> [Exercise task] Please copy the part of the Curado teardown thread that opens with the words containing "We recommend our" and closes with "our service centers.", substituting "reel oil" for "Bantam Oil".

— begin Selected passage —

# Old Curado Tear Down



## Boats4Drew (Aug 16, 2010)

I tore into my first Curado this afternoon. This reel was almost seized up and wouldn't reel or cast at all basically. Today I just wanted to get into it figure out the problem. 

First I found the spring from the drag star was on the left side bearing (screwdriver pointing it out).


----------



## Boats4Drew (Aug 16, 2010)

Then I found corrosion on the bearing immediately next to the spool. I couldn't get this bearing out. How do you replace that bearing? 

Note this is not the bearing inside the right side casing. That one came out and got replaced easily.


----------



## Boats4Drew (Aug 16, 2010)

I opened the right side to expose the guts of the reel. Notice the right side bearing and spring easily came out. 

I have the handle and all of the associated parts laid out in order of their removal. Note the lack of the spring below the drag star. I put the spring back in the right place when it was reassembled.

Then, I removed the pinion and springs. 

Next I broke down the drive shaft and drag washers. I completely removed the drive shaft including taking out the two small screws. To do this you have to stick the screw driver in through the frame. But the worst part was putting that keeper ring on the end of the drive shaft back on during reassembly.


----------



## Boats4Drew (Aug 16, 2010)

I came across a rebuild kit that had oil, grease and bearings. I must have bought it a year or two ago. I was able to replace two bearings and generally clean and lube the whole reel during reassembly. 

The reel still isn't free spooling like other videos I've seen. That one bearing right next to the spool didn't get replaced, but I got most of the rust off. 

Should I look into a new set of bearings since I don't know how old these replacements are? Also, do I need to get a hold of different oil and grease?


----------



## Boats4Drew (Aug 16, 2010)

By the way, I found these videos very helpful:






That is Part 2 of a three part series.


----------



## Dan Thorburn (Dec 18, 2013)

You need to press the spool pin out to replace the bearing. There are some companies that make special pliers for this (or used to). 


We recommend our Shimano Drag Grease for grease and our Bantam Oil for oil. It can be ordered direct, or purchased through any of our service centers.


----------

— end Selected passage —
— begin Provided material —

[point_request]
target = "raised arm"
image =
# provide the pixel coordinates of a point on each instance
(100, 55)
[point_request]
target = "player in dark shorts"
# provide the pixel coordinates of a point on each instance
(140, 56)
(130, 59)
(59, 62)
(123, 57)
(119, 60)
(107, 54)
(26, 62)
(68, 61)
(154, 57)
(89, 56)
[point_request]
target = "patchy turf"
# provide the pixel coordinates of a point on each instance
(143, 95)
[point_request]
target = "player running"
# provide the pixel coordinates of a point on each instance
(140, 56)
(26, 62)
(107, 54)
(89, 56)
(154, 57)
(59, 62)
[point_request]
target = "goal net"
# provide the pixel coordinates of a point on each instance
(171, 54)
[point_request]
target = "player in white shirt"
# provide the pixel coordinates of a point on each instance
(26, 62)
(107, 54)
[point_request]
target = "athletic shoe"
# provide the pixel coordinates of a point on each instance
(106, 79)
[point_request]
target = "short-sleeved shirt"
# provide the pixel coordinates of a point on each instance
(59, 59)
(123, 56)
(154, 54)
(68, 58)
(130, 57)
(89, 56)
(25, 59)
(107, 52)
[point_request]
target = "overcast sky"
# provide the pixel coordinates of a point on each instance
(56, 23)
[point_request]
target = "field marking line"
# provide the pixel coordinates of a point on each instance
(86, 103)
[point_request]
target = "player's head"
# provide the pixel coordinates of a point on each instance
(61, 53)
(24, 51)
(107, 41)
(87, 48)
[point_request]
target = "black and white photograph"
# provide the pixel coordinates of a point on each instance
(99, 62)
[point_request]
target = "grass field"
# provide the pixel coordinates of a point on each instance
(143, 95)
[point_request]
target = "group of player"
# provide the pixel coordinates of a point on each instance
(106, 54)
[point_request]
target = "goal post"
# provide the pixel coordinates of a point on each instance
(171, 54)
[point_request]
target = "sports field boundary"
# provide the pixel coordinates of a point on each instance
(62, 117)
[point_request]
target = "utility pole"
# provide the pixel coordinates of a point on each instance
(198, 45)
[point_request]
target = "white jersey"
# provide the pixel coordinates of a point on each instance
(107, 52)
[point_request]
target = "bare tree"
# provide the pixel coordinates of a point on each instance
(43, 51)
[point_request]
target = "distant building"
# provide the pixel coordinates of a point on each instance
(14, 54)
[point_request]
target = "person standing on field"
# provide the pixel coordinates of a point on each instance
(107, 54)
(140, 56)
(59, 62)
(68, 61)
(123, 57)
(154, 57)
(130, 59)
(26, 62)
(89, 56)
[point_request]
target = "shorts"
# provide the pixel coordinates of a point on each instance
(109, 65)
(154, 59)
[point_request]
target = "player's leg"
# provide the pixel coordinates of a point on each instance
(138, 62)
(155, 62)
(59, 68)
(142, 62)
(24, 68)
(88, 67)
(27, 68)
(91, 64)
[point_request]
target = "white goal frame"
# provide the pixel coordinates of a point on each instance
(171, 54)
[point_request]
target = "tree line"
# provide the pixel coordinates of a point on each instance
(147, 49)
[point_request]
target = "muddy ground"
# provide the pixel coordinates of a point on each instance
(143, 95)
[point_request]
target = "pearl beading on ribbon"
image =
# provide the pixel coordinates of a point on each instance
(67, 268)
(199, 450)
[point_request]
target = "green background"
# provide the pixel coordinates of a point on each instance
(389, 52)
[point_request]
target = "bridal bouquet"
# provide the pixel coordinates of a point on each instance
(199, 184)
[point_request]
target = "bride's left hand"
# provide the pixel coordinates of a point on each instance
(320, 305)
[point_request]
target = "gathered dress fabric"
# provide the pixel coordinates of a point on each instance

— end Provided material —

> [Task answer]
We recommend our Shimano Drag Grease for grease and our reel oil for oil. It can be ordered direct, or purchased through any of our service centers.